Segment Start: Given data
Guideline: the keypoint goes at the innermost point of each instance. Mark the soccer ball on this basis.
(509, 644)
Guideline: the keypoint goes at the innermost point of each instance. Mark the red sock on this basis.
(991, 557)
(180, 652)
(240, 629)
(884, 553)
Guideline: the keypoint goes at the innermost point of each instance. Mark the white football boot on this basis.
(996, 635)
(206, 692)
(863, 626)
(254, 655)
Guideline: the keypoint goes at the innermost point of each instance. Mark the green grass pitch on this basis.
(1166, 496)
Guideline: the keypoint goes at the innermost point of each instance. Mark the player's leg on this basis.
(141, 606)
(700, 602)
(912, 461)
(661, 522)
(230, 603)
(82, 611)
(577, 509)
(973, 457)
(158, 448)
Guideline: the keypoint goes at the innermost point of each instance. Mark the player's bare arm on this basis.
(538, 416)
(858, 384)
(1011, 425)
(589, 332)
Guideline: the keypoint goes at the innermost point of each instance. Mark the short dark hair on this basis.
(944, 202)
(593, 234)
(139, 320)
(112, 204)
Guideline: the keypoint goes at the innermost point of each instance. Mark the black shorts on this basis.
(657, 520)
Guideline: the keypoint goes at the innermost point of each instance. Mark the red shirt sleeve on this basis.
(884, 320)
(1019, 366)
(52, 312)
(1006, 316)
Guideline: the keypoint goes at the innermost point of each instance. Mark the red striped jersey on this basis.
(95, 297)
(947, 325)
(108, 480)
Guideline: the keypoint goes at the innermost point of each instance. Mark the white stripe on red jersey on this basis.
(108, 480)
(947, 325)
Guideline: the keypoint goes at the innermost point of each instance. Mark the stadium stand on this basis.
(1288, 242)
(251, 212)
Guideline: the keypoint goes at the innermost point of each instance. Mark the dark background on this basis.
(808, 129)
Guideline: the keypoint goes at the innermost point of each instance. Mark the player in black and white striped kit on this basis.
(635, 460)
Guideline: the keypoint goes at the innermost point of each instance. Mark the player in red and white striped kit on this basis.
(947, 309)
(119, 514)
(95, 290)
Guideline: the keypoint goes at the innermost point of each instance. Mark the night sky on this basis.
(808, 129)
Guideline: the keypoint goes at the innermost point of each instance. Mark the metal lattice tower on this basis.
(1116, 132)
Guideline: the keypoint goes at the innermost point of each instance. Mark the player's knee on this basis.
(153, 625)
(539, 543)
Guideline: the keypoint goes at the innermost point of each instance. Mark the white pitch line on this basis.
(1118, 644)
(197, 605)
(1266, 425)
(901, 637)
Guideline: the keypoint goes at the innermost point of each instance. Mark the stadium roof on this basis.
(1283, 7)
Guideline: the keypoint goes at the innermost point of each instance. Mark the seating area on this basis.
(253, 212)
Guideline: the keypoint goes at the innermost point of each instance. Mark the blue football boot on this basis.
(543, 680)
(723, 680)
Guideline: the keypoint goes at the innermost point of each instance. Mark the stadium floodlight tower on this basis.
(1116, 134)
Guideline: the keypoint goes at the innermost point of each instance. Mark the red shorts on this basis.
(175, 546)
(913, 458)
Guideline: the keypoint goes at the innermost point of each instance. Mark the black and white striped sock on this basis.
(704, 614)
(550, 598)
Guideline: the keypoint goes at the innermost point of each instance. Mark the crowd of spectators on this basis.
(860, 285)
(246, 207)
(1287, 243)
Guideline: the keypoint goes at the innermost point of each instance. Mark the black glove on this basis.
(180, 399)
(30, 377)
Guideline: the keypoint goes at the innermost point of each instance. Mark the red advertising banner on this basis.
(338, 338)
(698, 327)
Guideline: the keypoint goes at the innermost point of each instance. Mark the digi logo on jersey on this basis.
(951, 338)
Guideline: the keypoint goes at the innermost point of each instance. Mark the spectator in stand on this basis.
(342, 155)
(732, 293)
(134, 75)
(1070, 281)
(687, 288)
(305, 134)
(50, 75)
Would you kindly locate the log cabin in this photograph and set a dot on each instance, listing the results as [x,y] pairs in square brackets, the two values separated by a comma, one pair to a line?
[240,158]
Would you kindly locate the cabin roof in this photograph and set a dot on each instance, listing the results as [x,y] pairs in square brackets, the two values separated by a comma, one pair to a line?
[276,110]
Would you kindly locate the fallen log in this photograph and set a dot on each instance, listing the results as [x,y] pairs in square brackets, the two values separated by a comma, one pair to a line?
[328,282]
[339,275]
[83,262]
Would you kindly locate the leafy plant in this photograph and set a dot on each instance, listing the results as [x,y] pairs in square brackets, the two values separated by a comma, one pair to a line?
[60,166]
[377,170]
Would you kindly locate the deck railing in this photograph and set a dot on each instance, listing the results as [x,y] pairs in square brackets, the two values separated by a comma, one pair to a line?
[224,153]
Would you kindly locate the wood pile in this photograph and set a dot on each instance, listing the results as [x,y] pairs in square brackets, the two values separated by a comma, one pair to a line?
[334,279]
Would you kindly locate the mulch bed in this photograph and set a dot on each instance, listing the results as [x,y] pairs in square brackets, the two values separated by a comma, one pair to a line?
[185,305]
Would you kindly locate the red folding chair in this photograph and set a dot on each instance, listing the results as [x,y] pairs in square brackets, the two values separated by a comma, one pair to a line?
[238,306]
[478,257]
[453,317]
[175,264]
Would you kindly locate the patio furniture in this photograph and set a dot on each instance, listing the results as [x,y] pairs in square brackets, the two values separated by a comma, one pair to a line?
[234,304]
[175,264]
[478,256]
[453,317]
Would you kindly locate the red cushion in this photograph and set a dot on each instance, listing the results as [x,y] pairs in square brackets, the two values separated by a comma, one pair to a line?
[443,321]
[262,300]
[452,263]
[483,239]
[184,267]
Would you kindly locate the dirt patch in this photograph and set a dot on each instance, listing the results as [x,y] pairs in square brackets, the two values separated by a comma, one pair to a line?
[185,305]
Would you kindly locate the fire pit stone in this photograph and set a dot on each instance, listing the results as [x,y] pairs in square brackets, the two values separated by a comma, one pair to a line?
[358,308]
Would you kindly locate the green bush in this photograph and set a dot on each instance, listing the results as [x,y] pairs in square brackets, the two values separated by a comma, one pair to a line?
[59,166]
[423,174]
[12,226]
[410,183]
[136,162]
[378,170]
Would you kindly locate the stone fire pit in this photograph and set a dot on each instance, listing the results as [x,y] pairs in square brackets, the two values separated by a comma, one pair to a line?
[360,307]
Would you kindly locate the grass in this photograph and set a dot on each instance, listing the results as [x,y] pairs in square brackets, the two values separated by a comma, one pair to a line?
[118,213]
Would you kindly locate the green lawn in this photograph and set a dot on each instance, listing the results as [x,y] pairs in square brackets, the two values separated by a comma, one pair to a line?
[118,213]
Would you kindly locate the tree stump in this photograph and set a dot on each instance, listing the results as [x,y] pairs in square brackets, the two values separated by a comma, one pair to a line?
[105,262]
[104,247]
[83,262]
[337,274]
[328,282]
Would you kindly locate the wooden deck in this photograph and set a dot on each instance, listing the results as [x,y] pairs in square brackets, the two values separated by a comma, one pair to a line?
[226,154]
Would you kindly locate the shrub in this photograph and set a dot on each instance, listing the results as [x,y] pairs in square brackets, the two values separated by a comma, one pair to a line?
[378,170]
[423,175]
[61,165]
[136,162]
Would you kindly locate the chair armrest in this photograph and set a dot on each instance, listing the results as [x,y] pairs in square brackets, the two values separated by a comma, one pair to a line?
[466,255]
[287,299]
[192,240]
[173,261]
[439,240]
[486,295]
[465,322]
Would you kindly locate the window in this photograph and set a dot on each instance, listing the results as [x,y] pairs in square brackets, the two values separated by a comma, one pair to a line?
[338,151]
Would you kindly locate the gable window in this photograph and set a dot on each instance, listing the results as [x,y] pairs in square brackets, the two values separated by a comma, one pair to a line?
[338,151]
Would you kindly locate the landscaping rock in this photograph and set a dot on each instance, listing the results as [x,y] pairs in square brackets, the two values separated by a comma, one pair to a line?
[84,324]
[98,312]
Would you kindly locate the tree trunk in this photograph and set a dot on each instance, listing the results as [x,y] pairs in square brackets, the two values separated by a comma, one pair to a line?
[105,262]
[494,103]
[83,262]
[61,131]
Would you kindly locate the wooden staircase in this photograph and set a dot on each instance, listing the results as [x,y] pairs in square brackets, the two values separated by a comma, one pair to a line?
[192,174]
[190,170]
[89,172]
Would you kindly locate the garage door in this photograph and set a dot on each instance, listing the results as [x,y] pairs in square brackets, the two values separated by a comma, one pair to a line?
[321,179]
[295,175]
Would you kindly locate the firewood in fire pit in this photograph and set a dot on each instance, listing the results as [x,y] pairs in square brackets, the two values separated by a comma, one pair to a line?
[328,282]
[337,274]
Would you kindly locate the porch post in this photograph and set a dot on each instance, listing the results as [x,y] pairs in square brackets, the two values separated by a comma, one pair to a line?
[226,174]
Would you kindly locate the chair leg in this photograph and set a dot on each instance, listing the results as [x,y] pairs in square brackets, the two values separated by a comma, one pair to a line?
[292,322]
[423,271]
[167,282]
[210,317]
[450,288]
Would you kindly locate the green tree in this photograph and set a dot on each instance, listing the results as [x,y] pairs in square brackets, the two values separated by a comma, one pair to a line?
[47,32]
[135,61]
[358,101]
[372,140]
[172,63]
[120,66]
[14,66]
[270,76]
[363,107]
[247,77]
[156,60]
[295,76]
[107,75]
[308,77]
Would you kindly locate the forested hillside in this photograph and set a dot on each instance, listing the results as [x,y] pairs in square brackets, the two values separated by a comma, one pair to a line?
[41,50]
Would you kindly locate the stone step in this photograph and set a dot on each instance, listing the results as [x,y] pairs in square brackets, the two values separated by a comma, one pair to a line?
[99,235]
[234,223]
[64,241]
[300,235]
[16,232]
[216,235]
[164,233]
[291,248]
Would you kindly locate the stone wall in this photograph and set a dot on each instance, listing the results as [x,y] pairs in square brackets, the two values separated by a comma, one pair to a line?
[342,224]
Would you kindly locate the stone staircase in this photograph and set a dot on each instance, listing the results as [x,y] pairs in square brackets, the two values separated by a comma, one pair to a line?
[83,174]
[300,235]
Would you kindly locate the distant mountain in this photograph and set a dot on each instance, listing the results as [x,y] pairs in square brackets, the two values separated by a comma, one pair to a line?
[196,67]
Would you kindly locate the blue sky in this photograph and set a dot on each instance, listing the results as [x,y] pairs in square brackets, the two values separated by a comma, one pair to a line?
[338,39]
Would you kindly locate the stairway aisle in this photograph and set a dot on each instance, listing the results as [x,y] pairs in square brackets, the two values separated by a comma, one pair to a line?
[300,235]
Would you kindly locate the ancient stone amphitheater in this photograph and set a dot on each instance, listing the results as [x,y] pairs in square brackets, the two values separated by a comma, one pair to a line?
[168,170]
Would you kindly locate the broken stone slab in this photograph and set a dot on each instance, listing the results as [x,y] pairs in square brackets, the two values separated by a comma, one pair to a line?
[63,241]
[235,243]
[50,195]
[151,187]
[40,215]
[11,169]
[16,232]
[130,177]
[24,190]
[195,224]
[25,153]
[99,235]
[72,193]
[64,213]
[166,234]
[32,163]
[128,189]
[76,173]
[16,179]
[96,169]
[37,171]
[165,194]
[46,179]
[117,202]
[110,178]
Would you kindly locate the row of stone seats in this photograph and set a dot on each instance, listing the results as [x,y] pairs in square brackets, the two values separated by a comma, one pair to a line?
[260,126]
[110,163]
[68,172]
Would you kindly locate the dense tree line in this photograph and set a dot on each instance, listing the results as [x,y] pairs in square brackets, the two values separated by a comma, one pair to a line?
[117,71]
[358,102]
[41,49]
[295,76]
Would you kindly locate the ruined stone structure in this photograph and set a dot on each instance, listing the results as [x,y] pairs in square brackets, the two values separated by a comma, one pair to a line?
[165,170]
Segment End: Given data
§ Assigned task
Repeat exactly the lines of the material from the one with "Would you kindly locate the dense" through the end, both the first and the last included.

§ Solution to this exercise
Would you kindly locate the dense tree line in this photograph and set a dot on each instance, listing the results as [x,y] pairs in square brackets, the two values separated by a comma, one pair to a line?
[117,71]
[358,102]
[41,49]
[295,76]
Would you kindly locate the ruined stone structure in this photograph and set a dot on each instance, listing the results as [x,y] pairs in square brackets, the two values separated by a comma, one pair to a line?
[165,170]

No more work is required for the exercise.